> _What the exercise asks_:
Can you format the entries below as a Markdown table with two columns, Row and Line, numbering each line and leaving out any blank ones?

> _Extracted material_:
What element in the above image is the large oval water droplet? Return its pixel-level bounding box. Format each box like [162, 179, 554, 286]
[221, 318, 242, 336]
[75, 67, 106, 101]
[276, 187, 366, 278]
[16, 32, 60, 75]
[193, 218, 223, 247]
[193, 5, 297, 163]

> _Correct answer_:
| Row | Line |
|---|---|
| 1 | What element in the above image is the large oval water droplet? Return its pixel-level bounding box. Format each box like [162, 179, 554, 286] |
| 2 | [221, 318, 242, 336] |
| 3 | [75, 67, 106, 101] |
| 4 | [276, 187, 366, 278] |
| 5 | [16, 32, 60, 75] |
| 6 | [193, 218, 223, 247] |
| 7 | [193, 5, 297, 163] |